*Aim of the task*
Return the lines from the one containing "compact form (377,3)." through the end of the items, inclusive, reproduced exactly.

* Start Data extract *

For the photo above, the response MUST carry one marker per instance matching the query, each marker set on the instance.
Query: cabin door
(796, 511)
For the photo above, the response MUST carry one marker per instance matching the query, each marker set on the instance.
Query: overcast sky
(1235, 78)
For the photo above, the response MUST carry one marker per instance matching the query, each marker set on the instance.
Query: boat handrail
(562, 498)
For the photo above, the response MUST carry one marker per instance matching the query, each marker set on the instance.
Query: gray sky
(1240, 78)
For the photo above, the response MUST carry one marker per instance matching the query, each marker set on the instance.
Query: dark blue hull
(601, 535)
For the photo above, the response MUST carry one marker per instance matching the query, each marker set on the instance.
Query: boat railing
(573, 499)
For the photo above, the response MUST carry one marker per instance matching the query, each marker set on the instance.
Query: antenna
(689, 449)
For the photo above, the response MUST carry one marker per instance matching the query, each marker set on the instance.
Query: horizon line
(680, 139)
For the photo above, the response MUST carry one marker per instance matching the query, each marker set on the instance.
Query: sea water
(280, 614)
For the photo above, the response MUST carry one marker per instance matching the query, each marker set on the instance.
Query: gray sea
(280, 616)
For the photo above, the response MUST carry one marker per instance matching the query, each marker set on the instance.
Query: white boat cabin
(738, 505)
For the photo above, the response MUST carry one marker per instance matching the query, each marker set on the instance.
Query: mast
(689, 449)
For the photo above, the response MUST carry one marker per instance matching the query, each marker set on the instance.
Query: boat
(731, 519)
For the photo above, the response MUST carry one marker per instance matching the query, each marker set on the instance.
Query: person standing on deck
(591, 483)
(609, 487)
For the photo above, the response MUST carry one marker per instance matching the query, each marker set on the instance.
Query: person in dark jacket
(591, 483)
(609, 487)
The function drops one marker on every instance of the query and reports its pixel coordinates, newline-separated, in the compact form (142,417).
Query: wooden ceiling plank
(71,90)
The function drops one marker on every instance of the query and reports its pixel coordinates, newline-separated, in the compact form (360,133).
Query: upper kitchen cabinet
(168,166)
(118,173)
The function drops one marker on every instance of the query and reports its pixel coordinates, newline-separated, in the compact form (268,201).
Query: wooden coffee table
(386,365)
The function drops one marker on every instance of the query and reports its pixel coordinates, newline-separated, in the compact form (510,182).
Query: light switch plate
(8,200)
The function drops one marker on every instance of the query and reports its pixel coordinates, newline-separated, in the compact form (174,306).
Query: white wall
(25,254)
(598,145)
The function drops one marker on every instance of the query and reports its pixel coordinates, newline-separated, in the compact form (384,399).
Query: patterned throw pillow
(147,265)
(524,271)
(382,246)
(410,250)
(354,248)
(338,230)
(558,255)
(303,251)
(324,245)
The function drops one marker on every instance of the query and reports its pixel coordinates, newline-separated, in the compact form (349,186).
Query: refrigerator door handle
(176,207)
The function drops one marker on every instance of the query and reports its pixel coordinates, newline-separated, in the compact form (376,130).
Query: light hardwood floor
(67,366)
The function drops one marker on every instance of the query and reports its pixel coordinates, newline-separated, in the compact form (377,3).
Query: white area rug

* End Data extract *

*Result below*
The function drops one marker on every instance of the query and reports its pixel coordinates, newline-separated, in the compact form (377,3).
Query: white area rug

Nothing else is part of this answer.